§ Provided passage
-----

New York City Pride 2013

The Human Rights Campaign released their fifth annual State Equality Index on Thursday (31 January). This extensive report looks at state-level legislation and determines how all 50 states plus the District of Columbia fare regarding LGBTI equality.

The State Equality Index (SEI) is split into several sections. An overall look at the country and states’ various legislation comprises the first half of the document.

The report then breaks down each state one-by-one in the second half.

Based on the report, various states passed a total of 21 bills relating to LGBTI equality. These bills addressed different legislative areas, including hate crimes, youth laws, and more.

Overall, lawmakers introduced 210 ‘good’ bills last year. This number — and the amount passed — are both more than the ‘bad’ bills of 2018.

Per the report, a total of 110 bad bills were introduced last year and two passed.

Scores of the states

In the report, HRC evaluates each state and gives them one of four rankings.

The best is ‘working towards innovating equality’. These states ‘have a broad range of protections to ensure equality for LGBTQ people’. A total of 16 states earned this ranking: California, Colorado, Connecticut, Delaware, District of Columbia, Illinois, Maine, Massachusetts, Minnesota, Nevada, New Jersey, New Mexico, New York, Oregon, Rhode Island, Vermont and Washington.

-----

§ Try it
Reproduce verbatim the portion of the State Equality Index article starting at "New York City" and ending at "the second half.".

-----

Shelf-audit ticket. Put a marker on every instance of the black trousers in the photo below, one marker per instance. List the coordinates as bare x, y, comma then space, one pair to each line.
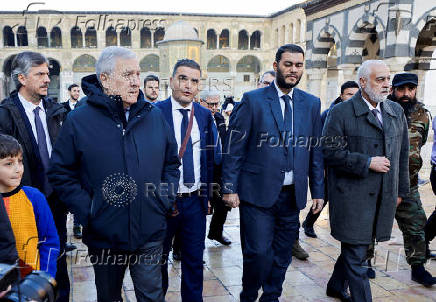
145, 270
219, 217
430, 227
59, 212
350, 271
267, 236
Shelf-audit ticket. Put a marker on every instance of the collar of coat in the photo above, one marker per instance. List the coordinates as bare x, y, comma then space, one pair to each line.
360, 107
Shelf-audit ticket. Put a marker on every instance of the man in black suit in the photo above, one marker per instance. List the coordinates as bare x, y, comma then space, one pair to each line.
210, 99
70, 105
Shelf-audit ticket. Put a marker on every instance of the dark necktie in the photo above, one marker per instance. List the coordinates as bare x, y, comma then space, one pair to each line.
41, 139
188, 157
289, 150
43, 150
375, 112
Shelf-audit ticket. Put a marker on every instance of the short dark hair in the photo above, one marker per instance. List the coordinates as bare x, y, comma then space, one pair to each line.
292, 48
9, 146
186, 63
349, 84
72, 86
151, 78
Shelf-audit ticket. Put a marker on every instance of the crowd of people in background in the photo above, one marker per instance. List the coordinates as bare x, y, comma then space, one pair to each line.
141, 175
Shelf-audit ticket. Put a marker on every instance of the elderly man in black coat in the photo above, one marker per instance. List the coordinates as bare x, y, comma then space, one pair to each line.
366, 152
115, 164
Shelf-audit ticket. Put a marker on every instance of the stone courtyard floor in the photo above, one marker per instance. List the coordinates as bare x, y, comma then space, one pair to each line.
305, 280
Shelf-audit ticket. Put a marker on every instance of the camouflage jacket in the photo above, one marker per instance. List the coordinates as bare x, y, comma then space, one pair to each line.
418, 122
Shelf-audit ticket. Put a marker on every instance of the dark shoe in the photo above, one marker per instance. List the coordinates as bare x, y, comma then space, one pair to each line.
309, 231
342, 295
370, 271
420, 275
223, 239
429, 253
69, 247
77, 231
177, 255
298, 252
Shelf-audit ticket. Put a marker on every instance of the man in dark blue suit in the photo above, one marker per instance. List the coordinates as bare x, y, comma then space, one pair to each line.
273, 148
193, 128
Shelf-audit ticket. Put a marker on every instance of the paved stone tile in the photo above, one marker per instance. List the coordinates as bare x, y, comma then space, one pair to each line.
305, 280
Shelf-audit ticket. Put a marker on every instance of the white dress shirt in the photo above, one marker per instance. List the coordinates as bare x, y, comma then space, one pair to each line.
28, 108
289, 176
378, 107
196, 149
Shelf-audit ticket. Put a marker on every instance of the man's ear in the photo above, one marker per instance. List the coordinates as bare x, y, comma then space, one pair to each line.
363, 82
104, 78
22, 79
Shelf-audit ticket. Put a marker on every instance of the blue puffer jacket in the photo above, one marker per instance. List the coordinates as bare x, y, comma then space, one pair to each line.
106, 170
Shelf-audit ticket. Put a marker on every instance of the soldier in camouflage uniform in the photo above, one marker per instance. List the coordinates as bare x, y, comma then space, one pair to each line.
410, 215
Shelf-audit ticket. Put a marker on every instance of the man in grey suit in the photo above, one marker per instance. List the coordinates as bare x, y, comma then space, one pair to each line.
366, 153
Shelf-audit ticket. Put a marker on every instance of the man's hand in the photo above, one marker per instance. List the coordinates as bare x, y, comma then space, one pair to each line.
2, 294
317, 205
380, 164
399, 200
232, 200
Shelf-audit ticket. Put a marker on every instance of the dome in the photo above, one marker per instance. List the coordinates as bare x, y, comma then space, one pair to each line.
180, 31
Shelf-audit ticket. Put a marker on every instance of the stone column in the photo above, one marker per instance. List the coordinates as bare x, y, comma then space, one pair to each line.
136, 39
65, 79
2, 86
315, 76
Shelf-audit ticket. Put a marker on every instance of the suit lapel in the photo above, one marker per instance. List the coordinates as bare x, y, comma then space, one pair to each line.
276, 110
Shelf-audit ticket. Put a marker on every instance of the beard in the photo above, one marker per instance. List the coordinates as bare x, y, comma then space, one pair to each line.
373, 95
281, 81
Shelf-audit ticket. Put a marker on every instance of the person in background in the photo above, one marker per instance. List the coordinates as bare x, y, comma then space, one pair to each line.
192, 126
74, 91
430, 227
269, 181
35, 121
366, 152
210, 98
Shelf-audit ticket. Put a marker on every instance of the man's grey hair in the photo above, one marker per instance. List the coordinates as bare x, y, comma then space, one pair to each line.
208, 93
365, 69
23, 62
108, 59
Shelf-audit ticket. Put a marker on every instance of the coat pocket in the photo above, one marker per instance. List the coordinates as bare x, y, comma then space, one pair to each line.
251, 168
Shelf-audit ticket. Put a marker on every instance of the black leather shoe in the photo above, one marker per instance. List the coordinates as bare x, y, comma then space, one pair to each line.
223, 239
309, 231
69, 247
420, 275
342, 295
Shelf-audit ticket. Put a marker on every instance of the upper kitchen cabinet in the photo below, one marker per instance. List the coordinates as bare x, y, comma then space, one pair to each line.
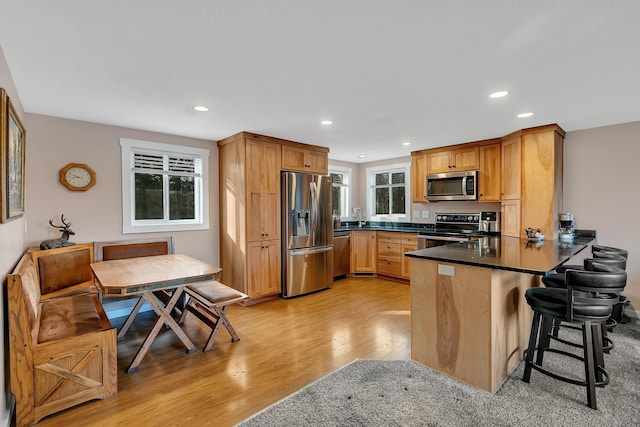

-----

§ Exercise output
New York City Pride 2013

The Human Rights Campaign released their fifth annual State Equality Index on Thursday (31 January). This extensive report looks at state-level legislation and determines how all 50 states plus the District of Columbia fare regarding LGBTI equality.

The State Equality Index (SEI) is split into several sections. An overall look at the country and states’ various legislation comprises the first half of the document.

The report then breaks down each state one-by-one in the second half.